*** RECORD SET
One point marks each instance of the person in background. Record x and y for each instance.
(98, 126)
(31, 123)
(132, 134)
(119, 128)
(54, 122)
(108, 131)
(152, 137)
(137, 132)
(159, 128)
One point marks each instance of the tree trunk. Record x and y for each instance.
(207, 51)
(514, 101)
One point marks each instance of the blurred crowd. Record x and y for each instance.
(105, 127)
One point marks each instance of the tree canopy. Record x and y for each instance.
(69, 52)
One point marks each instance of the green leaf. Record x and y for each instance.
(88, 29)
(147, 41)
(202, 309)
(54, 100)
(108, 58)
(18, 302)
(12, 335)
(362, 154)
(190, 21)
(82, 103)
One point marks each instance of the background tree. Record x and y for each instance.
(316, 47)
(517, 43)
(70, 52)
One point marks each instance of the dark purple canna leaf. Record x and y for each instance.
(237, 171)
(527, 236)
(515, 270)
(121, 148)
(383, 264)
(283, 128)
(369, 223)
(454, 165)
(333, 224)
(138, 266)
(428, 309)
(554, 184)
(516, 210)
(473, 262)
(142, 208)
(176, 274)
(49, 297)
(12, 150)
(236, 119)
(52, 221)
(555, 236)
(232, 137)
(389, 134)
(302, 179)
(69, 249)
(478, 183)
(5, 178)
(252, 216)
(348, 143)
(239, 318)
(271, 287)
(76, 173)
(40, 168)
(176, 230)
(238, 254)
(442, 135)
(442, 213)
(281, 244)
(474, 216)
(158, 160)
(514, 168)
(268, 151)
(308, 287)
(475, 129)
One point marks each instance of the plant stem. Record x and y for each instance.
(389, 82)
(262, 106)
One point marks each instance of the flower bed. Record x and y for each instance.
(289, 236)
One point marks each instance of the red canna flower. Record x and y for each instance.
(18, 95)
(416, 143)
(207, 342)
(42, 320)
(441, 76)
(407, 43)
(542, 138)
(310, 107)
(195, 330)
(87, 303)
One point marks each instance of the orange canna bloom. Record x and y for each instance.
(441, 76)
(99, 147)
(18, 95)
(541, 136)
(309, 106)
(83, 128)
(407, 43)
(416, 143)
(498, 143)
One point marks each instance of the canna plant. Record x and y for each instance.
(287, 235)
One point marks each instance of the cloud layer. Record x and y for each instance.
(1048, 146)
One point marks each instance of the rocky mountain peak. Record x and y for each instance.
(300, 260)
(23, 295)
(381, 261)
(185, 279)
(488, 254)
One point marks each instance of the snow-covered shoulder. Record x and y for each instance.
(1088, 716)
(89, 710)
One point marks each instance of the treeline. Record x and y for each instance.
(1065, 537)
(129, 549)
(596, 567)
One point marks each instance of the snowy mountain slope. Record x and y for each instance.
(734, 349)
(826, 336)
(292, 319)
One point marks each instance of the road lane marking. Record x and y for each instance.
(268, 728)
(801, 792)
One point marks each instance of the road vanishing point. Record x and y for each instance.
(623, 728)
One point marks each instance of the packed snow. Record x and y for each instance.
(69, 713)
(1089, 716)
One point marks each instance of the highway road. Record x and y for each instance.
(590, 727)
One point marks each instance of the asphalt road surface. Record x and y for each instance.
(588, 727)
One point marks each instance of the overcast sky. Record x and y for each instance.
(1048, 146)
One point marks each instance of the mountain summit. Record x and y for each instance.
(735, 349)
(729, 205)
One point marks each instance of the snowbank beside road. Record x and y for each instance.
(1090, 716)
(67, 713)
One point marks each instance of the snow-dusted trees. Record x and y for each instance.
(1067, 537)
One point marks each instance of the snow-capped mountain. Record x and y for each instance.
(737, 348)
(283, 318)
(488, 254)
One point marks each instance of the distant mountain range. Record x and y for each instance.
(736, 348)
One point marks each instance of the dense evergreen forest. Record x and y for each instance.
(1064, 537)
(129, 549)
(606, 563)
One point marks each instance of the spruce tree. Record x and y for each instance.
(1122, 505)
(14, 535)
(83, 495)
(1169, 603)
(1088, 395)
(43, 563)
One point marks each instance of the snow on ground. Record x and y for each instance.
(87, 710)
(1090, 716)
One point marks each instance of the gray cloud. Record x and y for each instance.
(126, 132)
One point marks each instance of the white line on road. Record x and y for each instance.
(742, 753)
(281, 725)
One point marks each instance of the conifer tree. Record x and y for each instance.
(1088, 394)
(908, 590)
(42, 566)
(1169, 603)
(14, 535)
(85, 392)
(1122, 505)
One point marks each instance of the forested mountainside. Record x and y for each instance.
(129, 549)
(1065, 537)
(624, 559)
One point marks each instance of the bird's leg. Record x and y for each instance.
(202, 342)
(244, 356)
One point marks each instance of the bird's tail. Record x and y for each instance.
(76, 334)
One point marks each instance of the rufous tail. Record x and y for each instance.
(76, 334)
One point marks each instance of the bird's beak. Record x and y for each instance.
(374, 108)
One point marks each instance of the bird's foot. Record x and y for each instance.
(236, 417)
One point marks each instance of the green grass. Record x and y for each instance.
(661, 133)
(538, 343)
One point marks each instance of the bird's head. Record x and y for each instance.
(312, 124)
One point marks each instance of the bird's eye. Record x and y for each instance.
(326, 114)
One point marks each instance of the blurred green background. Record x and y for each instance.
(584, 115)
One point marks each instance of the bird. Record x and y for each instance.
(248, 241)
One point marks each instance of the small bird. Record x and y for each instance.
******
• WHAT NEEDS TO BE DONE: Transcribe the entire listing above precisely.

• RESULT OF THIS TASK:
One point marks each instance of the person in background. Record x and y for each instance.
(98, 126)
(31, 123)
(132, 134)
(119, 128)
(54, 122)
(108, 131)
(152, 137)
(137, 132)
(159, 128)
One point marks each instance of the tree trunk. Record x and y for each instance.
(207, 51)
(514, 101)
One point marks each instance of the blurred crowd. Record x and y for each instance.
(105, 127)
One point marks each instance of the tree canopy. Record x and y for each instance.
(69, 52)
One point marks each instance of the green leaf. Record x and y for each instance.
(88, 29)
(147, 41)
(202, 309)
(54, 100)
(108, 58)
(18, 302)
(12, 335)
(362, 154)
(190, 21)
(82, 103)
One point marks each instance of the background tree. Record x and y for each instance.
(316, 47)
(517, 43)
(70, 52)
One point marks each instance of the dark purple canna leaf. Record x and y for each instance.
(237, 171)
(527, 236)
(515, 270)
(121, 148)
(383, 264)
(283, 128)
(369, 223)
(454, 165)
(333, 224)
(138, 266)
(428, 309)
(554, 184)
(516, 210)
(473, 262)
(142, 208)
(176, 274)
(49, 297)
(12, 150)
(236, 119)
(52, 221)
(555, 236)
(232, 137)
(389, 134)
(302, 179)
(69, 249)
(478, 183)
(5, 178)
(252, 216)
(348, 143)
(239, 318)
(271, 287)
(76, 173)
(40, 168)
(176, 230)
(238, 254)
(442, 135)
(442, 213)
(281, 244)
(474, 216)
(158, 160)
(514, 168)
(268, 151)
(308, 287)
(475, 129)
One point marks each instance of the plant stem. Record x and y for each instance.
(389, 82)
(262, 106)
One point marks each instance of the flower bed. Record x and y for each instance.
(289, 236)
One point marks each instance of the red canna flower. Record x and y for each instance.
(18, 95)
(416, 143)
(207, 342)
(42, 320)
(441, 76)
(407, 43)
(542, 138)
(310, 107)
(195, 330)
(87, 303)
One point marks each instance of the orange canna bloom. Record x and y for each instance.
(441, 76)
(99, 147)
(18, 95)
(541, 136)
(309, 106)
(83, 128)
(407, 43)
(416, 143)
(498, 143)
One point marks each instance of the canna plant. Record x and y for each instance.
(287, 235)
One point marks each instance of the cloud layer. Record x and y for each instance.
(1048, 146)
One point marks each instance of the rocky mountain peak. Record x and y for each instance.
(300, 260)
(23, 295)
(381, 261)
(185, 279)
(488, 254)
One point marks each instance of the snow-covered shoulder. Record x and y for each instance.
(1088, 716)
(89, 710)
One point marks each instance of the treeline. Record x and y for each instance.
(1065, 537)
(129, 549)
(596, 567)
One point marks each instance of the snowy mountain slope. Record x and y for each instance.
(734, 349)
(826, 336)
(292, 319)
One point marks each instance of the road lane marking. Record x and y for each instance.
(268, 728)
(801, 792)
One point marks each instance of the road vanishing point. Record x and y for each instance.
(623, 728)
One point marks each instance of the packed snow. Record x and y for each instance.
(69, 713)
(1089, 716)
One point marks each instance of the highway road. Record x and y for each instance.
(590, 727)
One point marks each instance of the asphalt road surface. Record x and y for each instance.
(588, 727)
One point marks each instance of the overcast sky. Record x and y for each instance.
(1048, 146)
One point marks each instance of the mountain summit. Record x and y for each instance.
(735, 349)
(729, 205)
One point marks each instance of the snowbank beside road. Record x and y for each instance.
(1090, 716)
(67, 713)
One point marks each instance of the snow-dusted trees. Record x and y for each instance.
(1067, 537)
One point marks each instance of the snow-capped mountain. Record x and y for each instance.
(737, 348)
(283, 318)
(488, 254)
One point marks each instance of the distant mountain range. Record x and y for each instance.
(736, 348)
One point marks each instance of the dense evergreen forest. Record x and y for each instance.
(1064, 537)
(129, 549)
(606, 563)
One point marks each instance of the spruce tree. Record x and y for each instance.
(1122, 505)
(14, 535)
(83, 495)
(1169, 603)
(1088, 395)
(43, 563)
One point marks each instance of the snow on ground. Record x and y for each instance.
(87, 710)
(1090, 716)
One point marks each instance of the gray cloud. Record x and y for each instance.
(126, 132)
One point marks each instance of the white line on road. Record x and y for each instance.
(742, 753)
(281, 725)
One point marks each instance of the conifer tree. Record x and y for each instance.
(1088, 394)
(908, 590)
(42, 566)
(1169, 603)
(14, 535)
(85, 392)
(1122, 505)
One point marks each instance of the forested mountainside. Record x and y for each instance.
(129, 549)
(1065, 537)
(624, 559)
One point marks each instance of the bird's leg. Record x and y for each instance.
(202, 342)
(244, 356)
One point marks each instance of the bird's tail. Record x and y for each instance.
(76, 334)
One point marks each instance of the rufous tail. Record x and y for each instance.
(76, 334)
One point marks each instance of the bird's beak. Record x and y for each instance.
(374, 108)
One point marks each instance of the bird's foot. Record x and y for each instance.
(236, 417)
One point marks each instance of the green grass. Record x and y for each instance.
(661, 133)
(538, 343)
One point marks each instance of the bird's head. Record x and y for each instance.
(312, 124)
One point marks each instance of the bird's eye. Record x and y for each instance.
(326, 114)
One point marks each instance of the blurred green background. Record x and y for each instance.
(584, 115)
One point marks each instance of the bird. Record x and y for each instance.
(248, 241)
One point marks each instance of the small bird. Record x and y for each instance.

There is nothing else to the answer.